INFORMATION GIVEN ::

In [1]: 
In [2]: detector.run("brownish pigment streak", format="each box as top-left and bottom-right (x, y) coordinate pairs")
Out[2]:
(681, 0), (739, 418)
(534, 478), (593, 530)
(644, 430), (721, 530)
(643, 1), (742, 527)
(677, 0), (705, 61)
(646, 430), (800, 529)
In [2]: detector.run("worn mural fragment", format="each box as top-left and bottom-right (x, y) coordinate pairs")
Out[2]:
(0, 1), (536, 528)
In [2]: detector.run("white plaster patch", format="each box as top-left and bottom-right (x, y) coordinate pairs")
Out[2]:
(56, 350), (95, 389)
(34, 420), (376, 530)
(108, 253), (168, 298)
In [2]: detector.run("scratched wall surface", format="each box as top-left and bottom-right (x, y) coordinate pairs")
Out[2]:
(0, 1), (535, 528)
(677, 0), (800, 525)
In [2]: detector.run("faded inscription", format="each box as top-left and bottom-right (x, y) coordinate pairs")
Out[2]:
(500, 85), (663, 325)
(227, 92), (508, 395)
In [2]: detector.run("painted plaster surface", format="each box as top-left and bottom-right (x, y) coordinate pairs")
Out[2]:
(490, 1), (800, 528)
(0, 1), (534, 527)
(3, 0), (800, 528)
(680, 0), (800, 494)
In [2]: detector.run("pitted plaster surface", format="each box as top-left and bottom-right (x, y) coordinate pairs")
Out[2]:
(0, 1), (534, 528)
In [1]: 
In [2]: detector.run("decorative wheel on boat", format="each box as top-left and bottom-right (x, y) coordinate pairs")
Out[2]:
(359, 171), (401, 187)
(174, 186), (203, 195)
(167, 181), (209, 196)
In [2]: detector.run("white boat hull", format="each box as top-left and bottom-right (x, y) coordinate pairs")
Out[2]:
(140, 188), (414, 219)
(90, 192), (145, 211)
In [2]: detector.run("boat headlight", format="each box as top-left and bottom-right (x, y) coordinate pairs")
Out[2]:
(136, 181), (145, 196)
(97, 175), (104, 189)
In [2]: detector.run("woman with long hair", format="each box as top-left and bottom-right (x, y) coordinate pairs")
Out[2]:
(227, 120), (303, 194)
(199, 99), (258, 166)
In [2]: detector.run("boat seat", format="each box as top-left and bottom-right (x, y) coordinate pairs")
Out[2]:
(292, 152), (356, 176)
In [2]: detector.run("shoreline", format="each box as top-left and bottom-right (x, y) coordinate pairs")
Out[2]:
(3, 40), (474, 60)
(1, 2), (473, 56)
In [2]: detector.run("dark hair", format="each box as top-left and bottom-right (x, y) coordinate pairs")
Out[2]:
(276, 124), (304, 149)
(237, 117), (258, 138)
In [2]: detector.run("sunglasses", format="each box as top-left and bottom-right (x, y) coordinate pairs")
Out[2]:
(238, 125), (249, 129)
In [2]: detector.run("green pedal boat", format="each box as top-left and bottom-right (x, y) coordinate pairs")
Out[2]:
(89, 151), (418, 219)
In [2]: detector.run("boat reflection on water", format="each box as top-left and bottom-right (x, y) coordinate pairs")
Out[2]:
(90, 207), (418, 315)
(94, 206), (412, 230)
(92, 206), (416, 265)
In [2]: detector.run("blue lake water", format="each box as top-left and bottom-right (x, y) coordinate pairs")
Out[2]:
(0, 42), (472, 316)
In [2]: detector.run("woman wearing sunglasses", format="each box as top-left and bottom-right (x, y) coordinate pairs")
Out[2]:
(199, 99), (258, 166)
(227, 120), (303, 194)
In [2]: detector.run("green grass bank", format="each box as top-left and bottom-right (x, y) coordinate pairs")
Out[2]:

WHAT IS NEEDED :: The full set of entries should appear again, unchanged, line by line.

WRITTEN REPLY ::
In [1]: 
In [2]: detector.run("brownish pigment streak", format="each box as top-left and bottom-right (x, y) coordinate pairs")
Out[2]:
(681, 0), (739, 418)
(534, 478), (593, 530)
(644, 430), (721, 530)
(643, 1), (742, 527)
(677, 0), (705, 61)
(646, 430), (800, 529)
In [2]: detector.run("worn mural fragment", format="each box as top-left and bottom-right (x, y) coordinate pairs")
Out[2]:
(0, 1), (536, 528)
In [2]: detector.run("white plaster patch", format="each box as top-left and bottom-right (x, y) coordinate pairs")
Out[2]:
(56, 350), (95, 389)
(34, 420), (376, 530)
(108, 253), (168, 298)
In [2]: detector.run("scratched wall surface", format="each box as top-left and bottom-right (x, y) coordinate pairs")
Out[2]:
(0, 1), (535, 528)
(677, 0), (800, 525)
In [2]: detector.run("faded inscription", format="each box as top-left and bottom-right (x, y) coordinate pairs")
Out[2]:
(500, 85), (663, 325)
(227, 92), (508, 395)
In [2]: detector.run("painted plaster surface", format="each box as top-left and bottom-right (x, y) coordinate pairs")
Out[2]:
(490, 1), (800, 528)
(0, 1), (534, 527)
(3, 0), (800, 528)
(680, 0), (800, 494)
In [2]: detector.run("pitted plaster surface", format="each box as top-left and bottom-right (x, y) coordinate pairs")
Out[2]:
(0, 1), (534, 528)
In [1]: 
In [2]: detector.run("decorative wheel on boat", format="each box as top-left and bottom-right (x, y) coordinate pairs")
Out[2]:
(359, 171), (401, 187)
(174, 186), (203, 195)
(167, 181), (209, 196)
In [2]: detector.run("white boat hull", format="each box as top-left and bottom-right (x, y) coordinate pairs")
Out[2]:
(140, 188), (414, 219)
(90, 192), (145, 211)
In [2]: detector.run("boat headlight", format="each box as top-left and bottom-right (x, y) coordinate pairs")
Out[2]:
(136, 181), (145, 196)
(97, 175), (104, 189)
In [2]: detector.run("woman with long hair", format="each box as top-left and bottom-right (x, y) coordinate pairs")
Out[2]:
(227, 120), (303, 194)
(199, 99), (258, 166)
In [2]: detector.run("boat seat", format="each box as top-left and bottom-right (x, y) coordinate pairs")
Out[2]:
(292, 152), (356, 176)
In [2]: detector.run("shoreline", format="each box as top-left and bottom-right (x, y) coordinate pairs")
Out[2]:
(3, 40), (474, 60)
(1, 2), (473, 56)
In [2]: detector.run("dark hair", format="each box as top-left and bottom-right (x, y) coordinate pairs")
Out[2]:
(276, 124), (304, 149)
(237, 117), (258, 138)
In [2]: detector.run("sunglasses", format="each box as top-left and bottom-right (x, y) coordinate pairs")
Out[2]:
(238, 125), (249, 129)
In [2]: detector.run("green pedal boat", format="each box as top-left and bottom-right (x, y) coordinate pairs")
Out[2]:
(89, 151), (418, 219)
In [2]: detector.run("boat reflection on water", format="each box as top-left and bottom-right (x, y) coordinate pairs")
Out[2]:
(90, 207), (418, 315)
(94, 206), (412, 230)
(92, 206), (416, 265)
In [2]: detector.run("blue lake water", format="each box as top-left and bottom-right (x, y) coordinate pairs")
Out[2]:
(0, 42), (472, 316)
In [2]: detector.run("woman wearing sunglasses", format="each box as top-left and bottom-right (x, y) coordinate pairs")
Out[2]:
(199, 99), (258, 166)
(227, 120), (303, 194)
In [2]: detector.run("green grass bank", format="each box as top-left and bottom-right (x, y) coordinate pairs")
Out[2]:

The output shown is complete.